● **EXERCISE INSTRUCTIONS**:
What you return must be exactly the lines from the beginning of the material through the line containing "target = white petal", both included, and no pictures.

[PROVIDED ENTRIES]

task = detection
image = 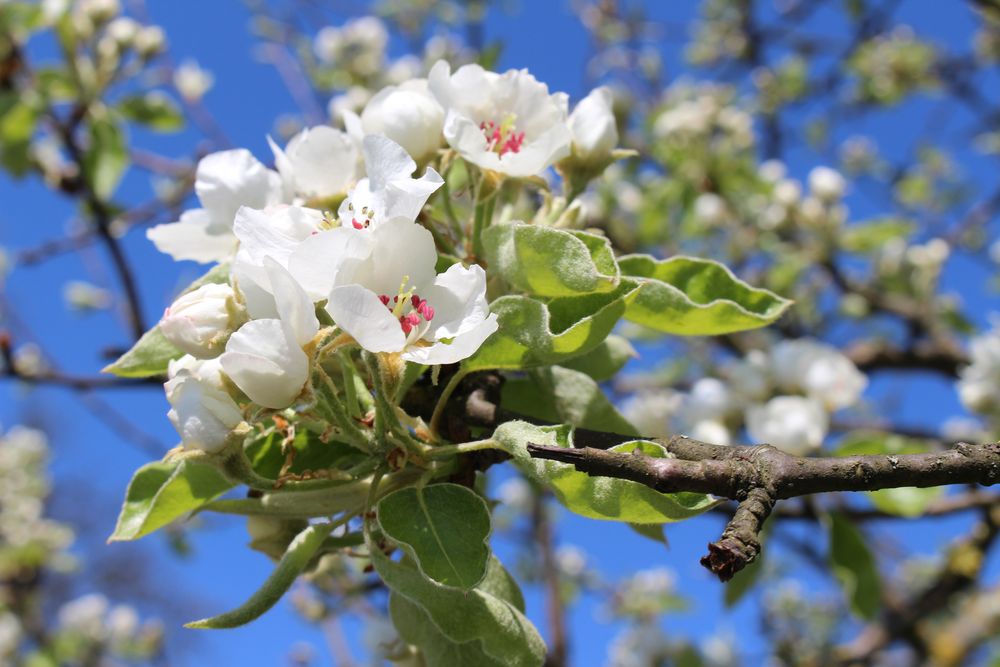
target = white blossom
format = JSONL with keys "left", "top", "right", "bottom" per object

{"left": 429, "top": 60, "right": 571, "bottom": 177}
{"left": 620, "top": 390, "right": 682, "bottom": 438}
{"left": 746, "top": 395, "right": 827, "bottom": 455}
{"left": 165, "top": 368, "right": 243, "bottom": 453}
{"left": 567, "top": 86, "right": 618, "bottom": 164}
{"left": 770, "top": 339, "right": 866, "bottom": 411}
{"left": 221, "top": 259, "right": 319, "bottom": 409}
{"left": 808, "top": 166, "right": 846, "bottom": 202}
{"left": 347, "top": 79, "right": 445, "bottom": 163}
{"left": 958, "top": 325, "right": 1000, "bottom": 414}
{"left": 147, "top": 149, "right": 284, "bottom": 263}
{"left": 173, "top": 59, "right": 214, "bottom": 101}
{"left": 336, "top": 135, "right": 443, "bottom": 230}
{"left": 159, "top": 283, "right": 244, "bottom": 358}
{"left": 269, "top": 126, "right": 359, "bottom": 200}
{"left": 693, "top": 192, "right": 728, "bottom": 225}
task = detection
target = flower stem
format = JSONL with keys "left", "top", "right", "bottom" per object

{"left": 428, "top": 368, "right": 468, "bottom": 441}
{"left": 425, "top": 439, "right": 502, "bottom": 460}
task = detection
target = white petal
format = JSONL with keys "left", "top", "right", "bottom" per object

{"left": 367, "top": 219, "right": 438, "bottom": 296}
{"left": 363, "top": 135, "right": 416, "bottom": 192}
{"left": 325, "top": 285, "right": 405, "bottom": 353}
{"left": 147, "top": 210, "right": 236, "bottom": 263}
{"left": 383, "top": 167, "right": 443, "bottom": 221}
{"left": 402, "top": 314, "right": 498, "bottom": 365}
{"left": 287, "top": 227, "right": 375, "bottom": 300}
{"left": 267, "top": 135, "right": 296, "bottom": 201}
{"left": 423, "top": 262, "right": 490, "bottom": 339}
{"left": 232, "top": 205, "right": 323, "bottom": 275}
{"left": 195, "top": 149, "right": 283, "bottom": 230}
{"left": 220, "top": 319, "right": 308, "bottom": 409}
{"left": 284, "top": 126, "right": 358, "bottom": 199}
{"left": 263, "top": 257, "right": 318, "bottom": 346}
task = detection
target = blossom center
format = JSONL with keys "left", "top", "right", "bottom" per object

{"left": 346, "top": 201, "right": 375, "bottom": 230}
{"left": 378, "top": 278, "right": 435, "bottom": 337}
{"left": 480, "top": 114, "right": 525, "bottom": 156}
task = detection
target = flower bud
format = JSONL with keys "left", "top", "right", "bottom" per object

{"left": 174, "top": 60, "right": 214, "bottom": 101}
{"left": 357, "top": 80, "right": 444, "bottom": 163}
{"left": 105, "top": 16, "right": 138, "bottom": 45}
{"left": 160, "top": 283, "right": 245, "bottom": 359}
{"left": 134, "top": 25, "right": 166, "bottom": 58}
{"left": 808, "top": 166, "right": 846, "bottom": 202}
{"left": 79, "top": 0, "right": 119, "bottom": 23}
{"left": 568, "top": 86, "right": 618, "bottom": 164}
{"left": 164, "top": 373, "right": 243, "bottom": 453}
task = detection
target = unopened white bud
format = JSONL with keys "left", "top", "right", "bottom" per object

{"left": 808, "top": 166, "right": 846, "bottom": 202}
{"left": 568, "top": 86, "right": 618, "bottom": 164}
{"left": 134, "top": 25, "right": 166, "bottom": 58}
{"left": 357, "top": 80, "right": 444, "bottom": 163}
{"left": 160, "top": 283, "right": 244, "bottom": 359}
{"left": 174, "top": 60, "right": 214, "bottom": 101}
{"left": 105, "top": 16, "right": 138, "bottom": 45}
{"left": 79, "top": 0, "right": 119, "bottom": 23}
{"left": 165, "top": 373, "right": 243, "bottom": 453}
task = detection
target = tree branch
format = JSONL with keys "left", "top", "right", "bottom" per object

{"left": 526, "top": 437, "right": 1000, "bottom": 581}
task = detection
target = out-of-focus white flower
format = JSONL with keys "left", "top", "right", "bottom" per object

{"left": 346, "top": 80, "right": 445, "bottom": 163}
{"left": 555, "top": 545, "right": 588, "bottom": 578}
{"left": 12, "top": 343, "right": 47, "bottom": 377}
{"left": 620, "top": 390, "right": 683, "bottom": 438}
{"left": 770, "top": 339, "right": 866, "bottom": 410}
{"left": 173, "top": 59, "right": 214, "bottom": 101}
{"left": 906, "top": 238, "right": 950, "bottom": 268}
{"left": 105, "top": 16, "right": 138, "bottom": 44}
{"left": 496, "top": 476, "right": 532, "bottom": 514}
{"left": 327, "top": 86, "right": 371, "bottom": 124}
{"left": 106, "top": 605, "right": 139, "bottom": 644}
{"left": 58, "top": 594, "right": 109, "bottom": 637}
{"left": 746, "top": 395, "right": 827, "bottom": 455}
{"left": 0, "top": 613, "right": 20, "bottom": 658}
{"left": 958, "top": 325, "right": 1000, "bottom": 414}
{"left": 314, "top": 17, "right": 388, "bottom": 76}
{"left": 134, "top": 25, "right": 166, "bottom": 58}
{"left": 693, "top": 192, "right": 727, "bottom": 225}
{"left": 269, "top": 126, "right": 359, "bottom": 200}
{"left": 221, "top": 259, "right": 319, "bottom": 409}
{"left": 147, "top": 149, "right": 284, "bottom": 263}
{"left": 759, "top": 159, "right": 786, "bottom": 183}
{"left": 429, "top": 60, "right": 571, "bottom": 177}
{"left": 773, "top": 179, "right": 801, "bottom": 207}
{"left": 808, "top": 166, "right": 846, "bottom": 202}
{"left": 689, "top": 419, "right": 731, "bottom": 446}
{"left": 78, "top": 0, "right": 119, "bottom": 22}
{"left": 159, "top": 283, "right": 244, "bottom": 358}
{"left": 567, "top": 86, "right": 618, "bottom": 164}
{"left": 685, "top": 377, "right": 734, "bottom": 422}
{"left": 724, "top": 349, "right": 771, "bottom": 402}
{"left": 362, "top": 615, "right": 401, "bottom": 661}
{"left": 63, "top": 280, "right": 112, "bottom": 311}
{"left": 940, "top": 416, "right": 985, "bottom": 442}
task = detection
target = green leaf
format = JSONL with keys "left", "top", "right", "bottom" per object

{"left": 104, "top": 263, "right": 231, "bottom": 377}
{"left": 389, "top": 555, "right": 527, "bottom": 667}
{"left": 618, "top": 254, "right": 791, "bottom": 335}
{"left": 629, "top": 522, "right": 668, "bottom": 545}
{"left": 462, "top": 281, "right": 640, "bottom": 373}
{"left": 835, "top": 432, "right": 943, "bottom": 517}
{"left": 111, "top": 458, "right": 234, "bottom": 541}
{"left": 377, "top": 484, "right": 492, "bottom": 589}
{"left": 501, "top": 365, "right": 637, "bottom": 435}
{"left": 493, "top": 422, "right": 718, "bottom": 523}
{"left": 102, "top": 326, "right": 183, "bottom": 378}
{"left": 372, "top": 542, "right": 545, "bottom": 667}
{"left": 825, "top": 511, "right": 881, "bottom": 620}
{"left": 840, "top": 217, "right": 914, "bottom": 253}
{"left": 560, "top": 334, "right": 636, "bottom": 382}
{"left": 118, "top": 92, "right": 185, "bottom": 132}
{"left": 482, "top": 222, "right": 619, "bottom": 297}
{"left": 186, "top": 522, "right": 329, "bottom": 629}
{"left": 83, "top": 115, "right": 129, "bottom": 199}
{"left": 0, "top": 92, "right": 38, "bottom": 176}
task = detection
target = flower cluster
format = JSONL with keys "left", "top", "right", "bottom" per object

{"left": 621, "top": 338, "right": 867, "bottom": 454}
{"left": 147, "top": 59, "right": 622, "bottom": 453}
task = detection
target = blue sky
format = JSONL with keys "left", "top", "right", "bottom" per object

{"left": 1, "top": 1, "right": 999, "bottom": 665}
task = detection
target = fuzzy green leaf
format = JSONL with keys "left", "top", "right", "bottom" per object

{"left": 389, "top": 556, "right": 527, "bottom": 667}
{"left": 619, "top": 254, "right": 791, "bottom": 335}
{"left": 111, "top": 459, "right": 234, "bottom": 541}
{"left": 560, "top": 334, "right": 636, "bottom": 382}
{"left": 482, "top": 222, "right": 619, "bottom": 297}
{"left": 377, "top": 484, "right": 492, "bottom": 590}
{"left": 118, "top": 92, "right": 184, "bottom": 132}
{"left": 373, "top": 542, "right": 545, "bottom": 667}
{"left": 501, "top": 366, "right": 637, "bottom": 435}
{"left": 462, "top": 281, "right": 640, "bottom": 373}
{"left": 493, "top": 422, "right": 718, "bottom": 523}
{"left": 826, "top": 511, "right": 881, "bottom": 620}
{"left": 186, "top": 523, "right": 329, "bottom": 628}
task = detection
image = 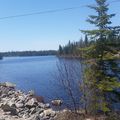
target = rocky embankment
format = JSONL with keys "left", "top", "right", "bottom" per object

{"left": 0, "top": 82, "right": 58, "bottom": 120}
{"left": 1, "top": 82, "right": 113, "bottom": 120}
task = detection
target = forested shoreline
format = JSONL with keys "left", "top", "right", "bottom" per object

{"left": 58, "top": 34, "right": 120, "bottom": 59}
{"left": 0, "top": 50, "right": 57, "bottom": 57}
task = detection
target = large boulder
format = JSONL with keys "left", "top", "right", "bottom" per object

{"left": 18, "top": 95, "right": 26, "bottom": 102}
{"left": 43, "top": 109, "right": 56, "bottom": 117}
{"left": 25, "top": 98, "right": 38, "bottom": 108}
{"left": 6, "top": 82, "right": 16, "bottom": 88}
{"left": 1, "top": 104, "right": 17, "bottom": 115}
{"left": 8, "top": 100, "right": 16, "bottom": 108}
{"left": 38, "top": 103, "right": 50, "bottom": 109}
{"left": 3, "top": 82, "right": 16, "bottom": 88}
{"left": 15, "top": 102, "right": 24, "bottom": 108}
{"left": 28, "top": 90, "right": 35, "bottom": 96}
{"left": 51, "top": 100, "right": 63, "bottom": 106}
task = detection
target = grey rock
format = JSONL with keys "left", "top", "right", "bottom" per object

{"left": 30, "top": 115, "right": 41, "bottom": 120}
{"left": 8, "top": 90, "right": 15, "bottom": 95}
{"left": 39, "top": 112, "right": 45, "bottom": 118}
{"left": 15, "top": 102, "right": 24, "bottom": 108}
{"left": 44, "top": 103, "right": 50, "bottom": 109}
{"left": 44, "top": 109, "right": 56, "bottom": 117}
{"left": 8, "top": 101, "right": 16, "bottom": 107}
{"left": 4, "top": 82, "right": 16, "bottom": 88}
{"left": 0, "top": 83, "right": 58, "bottom": 120}
{"left": 23, "top": 113, "right": 30, "bottom": 119}
{"left": 18, "top": 95, "right": 26, "bottom": 102}
{"left": 28, "top": 90, "right": 35, "bottom": 96}
{"left": 42, "top": 115, "right": 50, "bottom": 120}
{"left": 30, "top": 107, "right": 36, "bottom": 114}
{"left": 36, "top": 107, "right": 44, "bottom": 114}
{"left": 25, "top": 98, "right": 38, "bottom": 108}
{"left": 38, "top": 103, "right": 49, "bottom": 109}
{"left": 33, "top": 116, "right": 40, "bottom": 120}
{"left": 51, "top": 99, "right": 63, "bottom": 106}
{"left": 1, "top": 104, "right": 17, "bottom": 115}
{"left": 1, "top": 94, "right": 7, "bottom": 98}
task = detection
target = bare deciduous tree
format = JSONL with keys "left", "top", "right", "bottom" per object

{"left": 56, "top": 58, "right": 82, "bottom": 112}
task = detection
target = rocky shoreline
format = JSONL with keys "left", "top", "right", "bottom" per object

{"left": 0, "top": 82, "right": 59, "bottom": 120}
{"left": 1, "top": 82, "right": 118, "bottom": 120}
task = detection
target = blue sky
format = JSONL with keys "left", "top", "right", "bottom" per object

{"left": 0, "top": 0, "right": 119, "bottom": 52}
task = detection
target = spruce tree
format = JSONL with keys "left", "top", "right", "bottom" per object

{"left": 81, "top": 0, "right": 120, "bottom": 114}
{"left": 58, "top": 45, "right": 63, "bottom": 55}
{"left": 82, "top": 0, "right": 115, "bottom": 38}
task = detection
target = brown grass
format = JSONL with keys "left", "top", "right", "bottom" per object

{"left": 55, "top": 111, "right": 85, "bottom": 120}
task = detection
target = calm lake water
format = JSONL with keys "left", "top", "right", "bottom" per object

{"left": 0, "top": 56, "right": 81, "bottom": 107}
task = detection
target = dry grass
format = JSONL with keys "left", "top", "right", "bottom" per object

{"left": 54, "top": 111, "right": 113, "bottom": 120}
{"left": 55, "top": 111, "right": 85, "bottom": 120}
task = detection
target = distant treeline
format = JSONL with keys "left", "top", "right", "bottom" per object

{"left": 58, "top": 35, "right": 91, "bottom": 56}
{"left": 58, "top": 34, "right": 120, "bottom": 57}
{"left": 0, "top": 50, "right": 57, "bottom": 57}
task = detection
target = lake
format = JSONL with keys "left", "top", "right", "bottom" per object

{"left": 0, "top": 56, "right": 82, "bottom": 108}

[/PROVIDED ENTRIES]

● **TASK SOLUTION**:
task = detection
image = 
target = white blossom
format = JSONL with keys "left", "top", "right", "bottom" per object

{"left": 429, "top": 60, "right": 571, "bottom": 177}
{"left": 620, "top": 390, "right": 682, "bottom": 438}
{"left": 746, "top": 395, "right": 827, "bottom": 455}
{"left": 165, "top": 368, "right": 243, "bottom": 453}
{"left": 567, "top": 86, "right": 618, "bottom": 164}
{"left": 770, "top": 339, "right": 866, "bottom": 411}
{"left": 221, "top": 259, "right": 319, "bottom": 409}
{"left": 808, "top": 166, "right": 846, "bottom": 202}
{"left": 347, "top": 79, "right": 445, "bottom": 163}
{"left": 958, "top": 325, "right": 1000, "bottom": 414}
{"left": 147, "top": 149, "right": 284, "bottom": 263}
{"left": 173, "top": 59, "right": 214, "bottom": 101}
{"left": 336, "top": 135, "right": 443, "bottom": 230}
{"left": 159, "top": 283, "right": 244, "bottom": 358}
{"left": 269, "top": 126, "right": 359, "bottom": 200}
{"left": 693, "top": 192, "right": 728, "bottom": 225}
task = detection
target = flower stem
format = JSONL with keys "left", "top", "right", "bottom" per object

{"left": 428, "top": 368, "right": 468, "bottom": 441}
{"left": 425, "top": 439, "right": 502, "bottom": 460}
task = detection
target = white petal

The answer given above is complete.